[WORK TASK]
Set down the data again exactly. Pictures are not part of the copy.

Source records:
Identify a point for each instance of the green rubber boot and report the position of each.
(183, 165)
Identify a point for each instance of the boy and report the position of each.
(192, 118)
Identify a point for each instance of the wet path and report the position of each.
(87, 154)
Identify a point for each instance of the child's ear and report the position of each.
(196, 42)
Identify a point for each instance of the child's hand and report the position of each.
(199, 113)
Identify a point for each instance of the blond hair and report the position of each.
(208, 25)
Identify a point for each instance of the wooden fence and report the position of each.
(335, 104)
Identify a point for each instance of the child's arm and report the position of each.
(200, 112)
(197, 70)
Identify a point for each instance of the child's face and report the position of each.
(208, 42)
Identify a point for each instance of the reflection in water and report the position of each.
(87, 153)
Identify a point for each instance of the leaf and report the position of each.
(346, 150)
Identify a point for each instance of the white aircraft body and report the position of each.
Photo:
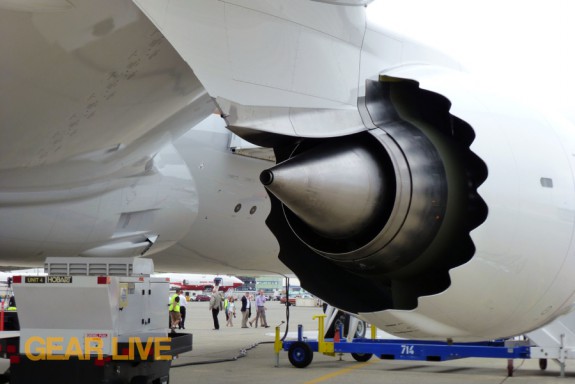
(425, 149)
(200, 282)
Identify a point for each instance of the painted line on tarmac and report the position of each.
(337, 373)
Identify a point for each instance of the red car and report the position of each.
(202, 297)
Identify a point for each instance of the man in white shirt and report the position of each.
(260, 310)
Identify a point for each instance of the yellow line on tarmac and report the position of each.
(337, 373)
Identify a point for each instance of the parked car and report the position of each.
(294, 297)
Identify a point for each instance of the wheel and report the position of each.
(362, 357)
(139, 380)
(300, 354)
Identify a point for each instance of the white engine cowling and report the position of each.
(464, 199)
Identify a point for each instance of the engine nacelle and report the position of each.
(451, 216)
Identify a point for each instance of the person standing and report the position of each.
(171, 305)
(183, 305)
(260, 310)
(231, 312)
(175, 312)
(245, 309)
(215, 307)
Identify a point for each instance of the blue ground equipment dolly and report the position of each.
(300, 351)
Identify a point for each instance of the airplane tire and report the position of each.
(300, 354)
(362, 357)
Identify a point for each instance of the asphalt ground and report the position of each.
(236, 355)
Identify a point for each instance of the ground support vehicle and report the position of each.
(300, 351)
(93, 320)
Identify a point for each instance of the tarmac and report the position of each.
(246, 355)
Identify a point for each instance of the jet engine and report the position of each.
(449, 216)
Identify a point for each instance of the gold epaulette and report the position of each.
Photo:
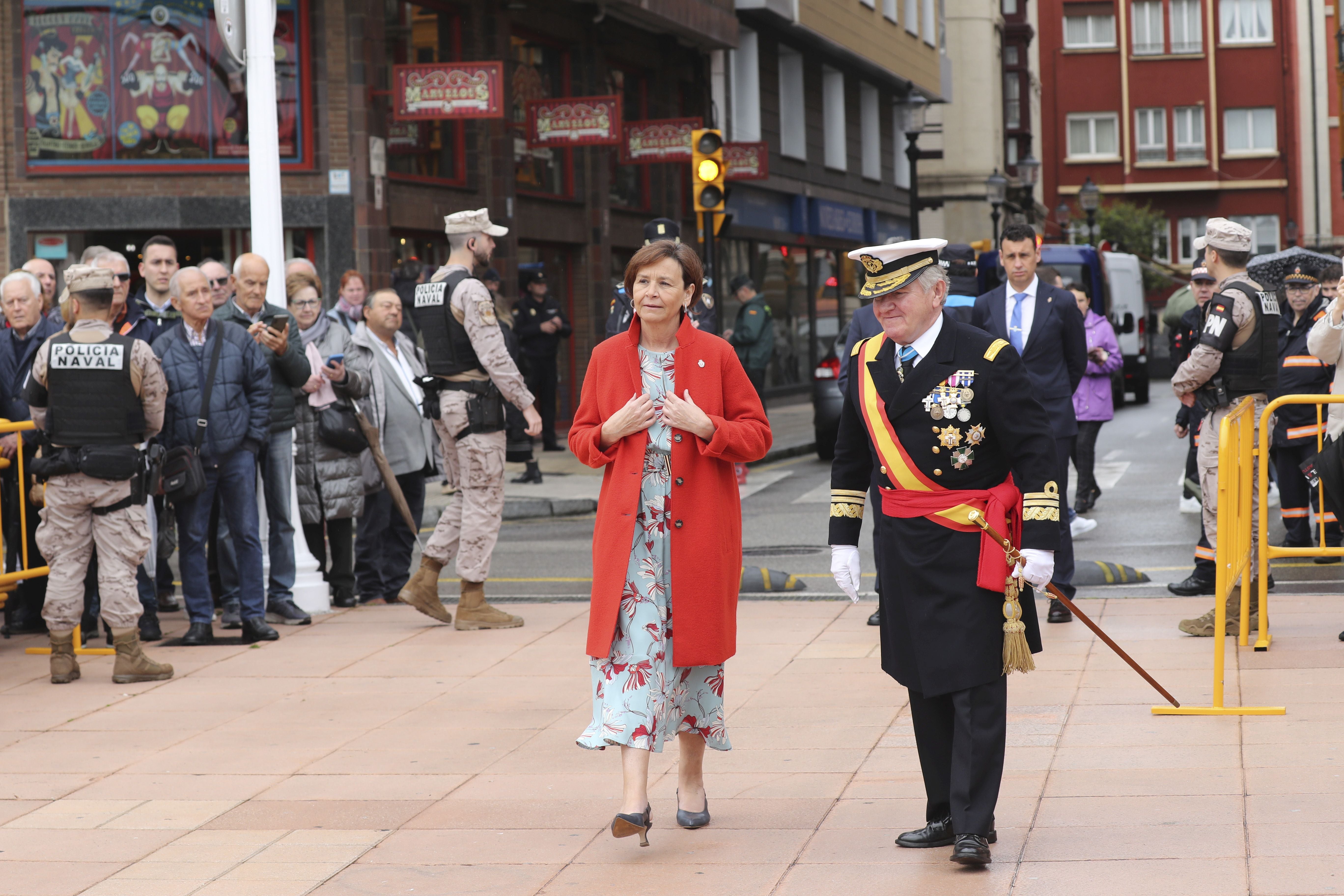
(847, 503)
(1041, 506)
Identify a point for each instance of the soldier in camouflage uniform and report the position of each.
(95, 389)
(466, 350)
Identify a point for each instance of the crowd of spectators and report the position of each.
(261, 377)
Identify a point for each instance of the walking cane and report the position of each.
(1014, 557)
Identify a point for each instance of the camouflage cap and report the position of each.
(84, 277)
(1225, 234)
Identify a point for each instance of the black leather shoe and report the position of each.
(256, 629)
(198, 635)
(150, 629)
(936, 833)
(1193, 585)
(971, 850)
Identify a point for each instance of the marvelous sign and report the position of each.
(659, 140)
(574, 121)
(448, 91)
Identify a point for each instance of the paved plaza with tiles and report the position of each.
(374, 753)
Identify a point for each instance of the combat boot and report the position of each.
(421, 592)
(65, 667)
(474, 613)
(132, 664)
(1204, 627)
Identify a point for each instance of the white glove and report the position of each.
(1037, 567)
(845, 567)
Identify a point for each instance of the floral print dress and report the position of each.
(640, 698)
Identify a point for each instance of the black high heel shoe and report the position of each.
(693, 820)
(630, 825)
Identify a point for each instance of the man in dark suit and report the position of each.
(1044, 324)
(944, 413)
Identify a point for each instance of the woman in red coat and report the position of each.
(667, 410)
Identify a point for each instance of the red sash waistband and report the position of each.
(1002, 507)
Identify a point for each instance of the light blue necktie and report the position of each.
(1015, 324)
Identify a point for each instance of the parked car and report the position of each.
(1116, 284)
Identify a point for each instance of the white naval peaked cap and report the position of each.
(892, 266)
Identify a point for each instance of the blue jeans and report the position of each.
(236, 480)
(277, 469)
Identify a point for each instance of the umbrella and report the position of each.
(1269, 271)
(389, 477)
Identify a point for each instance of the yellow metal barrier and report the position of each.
(1236, 459)
(1267, 550)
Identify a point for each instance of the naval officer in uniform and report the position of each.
(945, 414)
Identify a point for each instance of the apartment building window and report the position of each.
(1148, 29)
(1246, 21)
(901, 163)
(1151, 135)
(1013, 101)
(832, 112)
(1187, 31)
(745, 121)
(1264, 232)
(1250, 131)
(870, 131)
(1187, 232)
(1089, 26)
(1163, 242)
(794, 126)
(1189, 127)
(1094, 135)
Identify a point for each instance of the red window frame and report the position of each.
(568, 166)
(459, 178)
(306, 98)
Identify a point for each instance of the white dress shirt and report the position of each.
(1029, 308)
(923, 344)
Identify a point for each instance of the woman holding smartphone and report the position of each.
(331, 492)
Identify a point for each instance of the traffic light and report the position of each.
(708, 170)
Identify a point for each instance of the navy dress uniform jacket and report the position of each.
(1056, 354)
(940, 630)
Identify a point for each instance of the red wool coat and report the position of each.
(705, 508)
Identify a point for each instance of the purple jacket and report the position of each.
(1093, 401)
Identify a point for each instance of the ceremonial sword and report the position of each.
(1014, 558)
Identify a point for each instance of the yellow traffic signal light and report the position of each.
(708, 170)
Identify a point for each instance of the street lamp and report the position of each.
(1062, 217)
(913, 112)
(1089, 197)
(996, 190)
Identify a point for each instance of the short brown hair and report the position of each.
(298, 281)
(693, 272)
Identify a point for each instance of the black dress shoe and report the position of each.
(198, 635)
(971, 850)
(1193, 585)
(256, 629)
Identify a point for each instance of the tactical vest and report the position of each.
(1253, 367)
(448, 350)
(92, 398)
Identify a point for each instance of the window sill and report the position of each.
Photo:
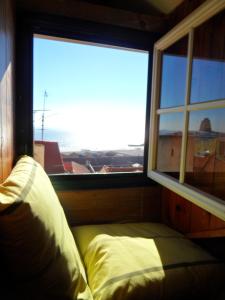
(206, 201)
(100, 181)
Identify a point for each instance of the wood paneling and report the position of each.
(6, 87)
(111, 205)
(182, 11)
(188, 218)
(176, 211)
(93, 12)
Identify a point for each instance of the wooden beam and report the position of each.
(206, 234)
(93, 12)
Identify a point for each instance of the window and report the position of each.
(188, 108)
(89, 106)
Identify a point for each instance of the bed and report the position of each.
(42, 260)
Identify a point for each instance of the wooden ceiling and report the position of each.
(145, 15)
(150, 7)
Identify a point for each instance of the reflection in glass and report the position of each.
(208, 70)
(205, 165)
(169, 143)
(173, 80)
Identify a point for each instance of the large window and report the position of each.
(89, 107)
(188, 109)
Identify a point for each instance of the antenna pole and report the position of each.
(43, 116)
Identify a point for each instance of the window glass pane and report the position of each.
(208, 71)
(205, 167)
(89, 107)
(169, 143)
(173, 80)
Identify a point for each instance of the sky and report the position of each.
(96, 95)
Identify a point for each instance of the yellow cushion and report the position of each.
(146, 261)
(38, 251)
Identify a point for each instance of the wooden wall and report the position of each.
(112, 205)
(6, 86)
(188, 218)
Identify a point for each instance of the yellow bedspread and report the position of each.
(146, 261)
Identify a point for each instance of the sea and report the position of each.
(68, 143)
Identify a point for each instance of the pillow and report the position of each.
(146, 261)
(39, 257)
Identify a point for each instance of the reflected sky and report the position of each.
(208, 80)
(173, 81)
(170, 122)
(216, 117)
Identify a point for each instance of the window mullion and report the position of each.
(156, 81)
(186, 113)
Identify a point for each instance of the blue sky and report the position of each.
(97, 94)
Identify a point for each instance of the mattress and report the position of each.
(146, 261)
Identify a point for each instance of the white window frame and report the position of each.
(206, 201)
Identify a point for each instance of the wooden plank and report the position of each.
(6, 87)
(97, 13)
(200, 219)
(176, 211)
(111, 205)
(7, 109)
(2, 76)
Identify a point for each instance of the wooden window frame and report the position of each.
(206, 201)
(29, 24)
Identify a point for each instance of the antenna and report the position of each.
(43, 116)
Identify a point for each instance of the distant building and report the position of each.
(112, 169)
(75, 168)
(48, 155)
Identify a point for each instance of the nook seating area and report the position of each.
(43, 258)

[OUTPUT BELOW]
Identify a point for each instance of the green rubber boot and report the position of each.
(183, 165)
Identify a point for each instance of the boy and report the position of each.
(192, 118)
Identify a point for each instance of the wet path and report the position of each.
(87, 154)
Identify a point for each instance of the child's ear and report the position of each.
(196, 42)
Identify a point for each instance of the child's hand and report the position of each.
(199, 113)
Identify a point for each instance of the blond hair and report the position of each.
(208, 25)
Identify a point for each instance of the wooden fence and report the position of each.
(335, 104)
Identify a point for each instance of the child's arm and report the position of each.
(200, 112)
(197, 70)
Identify a point for each instance of the child's face and report the position of each.
(208, 42)
Identify a point for each instance of the reflection in water and report the position of each.
(87, 153)
Identify a point for each instance of the leaf and report the position of each.
(346, 150)
Identify a point for each instance of the white aircraft body and report the position of each.
Photo:
(425, 149)
(200, 282)
Identify a point for each instance of the painted line on tarmac and report the position of each.
(337, 373)
Identify a point for each instance of the red car and report the position of each.
(202, 297)
Identify a point for each instance of the man in white shirt and report the position of each.
(260, 310)
Identify a point for each instance of the yellow line on tarmac and report the position of each.
(337, 373)
Identify a point for each instance of the parked car and report the position of each.
(294, 297)
Identify a point for each instance of the wheel and report the position of each.
(362, 357)
(139, 380)
(300, 354)
Identify a point for each instance of the white engine cowling and report the position of each.
(464, 199)
Identify a point for each instance of the engine nacelle and report the position of each.
(451, 216)
Identify a point for each instance of the person standing and report the position of each.
(171, 305)
(183, 305)
(260, 310)
(231, 312)
(175, 312)
(245, 309)
(215, 307)
Identify a point for each instance of the blue ground equipment dolly and report the position of each.
(300, 351)
Identify a point for each instance of the airplane tire and report the position of each.
(300, 354)
(362, 357)
Identify a point for each instance of the asphalt ground and report the position of each.
(236, 355)
Identify a point for each instance of the ground support vehicle and report the position of each.
(300, 351)
(93, 320)
Identify a point for each instance of the tarmac and report the position of each.
(246, 355)
Identify a point for each instance of the jet engine and report the position of each.
(449, 216)
Identify a point for each instance of the gold epaulette and report the position of each.
Photo:
(847, 503)
(1041, 506)
Identify a point for each instance of the soldier in camouflage uniform and report the position of each.
(95, 389)
(466, 350)
Identify a point for each instance of the crowd of spectators and report the position of each.
(261, 377)
Identify a point for each instance of the walking cane and report the position of each.
(1014, 557)
Identify a point for each instance of the camouflage cap and report the position of each.
(84, 277)
(1225, 234)
Identify a point for each instance of the black leather shoe and report the position of each.
(256, 629)
(198, 635)
(150, 629)
(936, 833)
(1193, 585)
(971, 850)
Identify a point for each instance of the marvelous sign and report the position of each.
(659, 140)
(574, 121)
(448, 91)
Identify a point for each instance of the paved plaza with tiles and report the position of each.
(374, 753)
Identify a point for each instance of the combat boot and report the position of each.
(421, 592)
(65, 667)
(474, 613)
(132, 664)
(1204, 627)
Identify a point for each instance of the white glove and report the position of each.
(1037, 567)
(845, 567)
Identify a point for each instance of the floral print dress and report the position of each.
(640, 698)
Identify a point for each instance of the black high heel shoe and report the position of each.
(693, 820)
(630, 825)
Identify a point for each instance of the man in dark suit and report the position of each.
(1044, 324)
(944, 413)
Identify a point for each instance of the woman in red coat and report the position of each.
(667, 410)
Identify a point for each instance of the red sash waistband and report the position of each.
(1002, 507)
Identify a point for each instance of the light blue necktie and report the position of each.
(1015, 324)
Identify a point for each instance of the parked car and report the position of each.
(1116, 284)
Identify a point for each instance of the white naval peaked cap and report the position of each.
(892, 266)
Identify a point for each instance of the blue jeans and report the position of each.
(236, 480)
(277, 469)
Identify a point for each instance of the umbrella and report the position of each.
(1269, 271)
(389, 477)
Identify a point for each instance of the yellow metal barrier and report the position of each.
(1236, 459)
(1267, 550)
Identify a point for each instance of the naval officer in uniform and report the position of each.
(945, 414)
Identify a point for each instance of the apartment building window and report the position of each.
(1148, 29)
(1246, 21)
(901, 163)
(1151, 135)
(1013, 101)
(832, 112)
(1187, 31)
(745, 121)
(1264, 232)
(1250, 131)
(870, 131)
(1187, 232)
(1089, 26)
(1163, 242)
(794, 126)
(1189, 127)
(1094, 135)
Identify a point for each instance of the red window frame and report the position of each.
(568, 166)
(459, 178)
(306, 98)
Identify a point for each instance of the white dress shirt and report the position of each.
(1029, 308)
(923, 344)
Identify a point for each instance of the woman holding smartphone and report the position of each.
(331, 492)
Identify a point for each instance of the traffic light and report the position of each.
(708, 170)
Identify a point for each instance of the navy dress uniform jacket and report the position of each.
(1056, 354)
(940, 630)
Identify a point for each instance of the red wool coat and report the position of each.
(705, 508)
Identify a point for each instance of the purple jacket and report the position of each.
(1093, 401)
Identify a point for each instance of the ceremonial sword and report the position of each.
(1014, 558)
Identify a point for each instance of the yellow traffic signal light and report the position of each.
(708, 170)
Identify a point for each instance of the street lamp and report the position of each.
(1062, 217)
(913, 112)
(1089, 197)
(996, 190)
Identify a point for each instance of the short brown hair and report the position of each.
(298, 281)
(693, 272)
Identify a point for each instance of the black dress shoe and report the position of each.
(198, 635)
(971, 850)
(1193, 585)
(256, 629)
Identify a point for each instance of the tactical vest and report the position of each.
(1253, 367)
(448, 350)
(92, 398)
Identify a point for each instance of the window sill and report the position of each.
Photo:
(206, 201)
(100, 181)
Identify a point for each instance of the wood paneling and report the position of each.
(6, 87)
(111, 205)
(182, 11)
(188, 218)
(176, 211)
(93, 12)
Identify a point for each instance of the wooden beam and report the position of each.
(206, 234)
(93, 12)
Identify a point for each instance of the window and report the position of each.
(188, 108)
(89, 106)
Identify a point for each instance of the bed and report the position of each.
(42, 260)
Identify a point for each instance of the wooden ceiling and report the position of each.
(145, 15)
(150, 7)
Identify a point for each instance of the reflection in glass and report the position of each.
(208, 70)
(205, 165)
(169, 143)
(173, 80)
Identify a point for each instance of the large window and report the position of each.
(89, 107)
(188, 109)
Identify a point for each instance of the antenna pole and report the position of each.
(43, 116)
Identify a point for each instance of the window glass pane and report the position of each.
(208, 71)
(205, 167)
(89, 107)
(169, 143)
(173, 80)
Identify a point for each instance of the sky and report the position of each.
(96, 95)
Identify a point for each instance of the yellow cushion and report the position of each.
(146, 261)
(38, 251)
Identify a point for each instance of the wooden wall and report the position of each.
(112, 205)
(6, 86)
(188, 218)
Identify a point for each instance of the yellow bedspread and report the position of each.
(146, 261)
Identify a point for each instance of the sea and report the position of each.
(68, 143)
Identify a point for each instance of the pillow and report the position of each.
(146, 261)
(39, 257)
Identify a point for each instance of the reflected sky and report the position of each.
(208, 80)
(173, 81)
(170, 122)
(216, 117)
Identify a point for each instance of the window mullion and report the position of each.
(156, 81)
(186, 113)
Identify a point for each instance of the blue sky and report the position of each.
(97, 94)
Identify a point for each instance of the mattress and report the position of each.
(146, 261)
Identify a point for each instance of the white window frame and report the position of each.
(206, 201)
Identify a point for each instance of the wooden plank and report the position of each.
(6, 87)
(97, 13)
(200, 219)
(176, 211)
(111, 205)
(7, 109)
(2, 76)
Identify a point for each instance of the wooden window frame and report the position of each.
(206, 201)
(29, 24)
Identify a point for each instance of the antenna and report the position of each.
(43, 116)
Identify a point for each instance of the distant building and report the position of each.
(112, 169)
(75, 168)
(48, 155)
Identify a point for each instance of the nook seating area and report the position of each.
(43, 258)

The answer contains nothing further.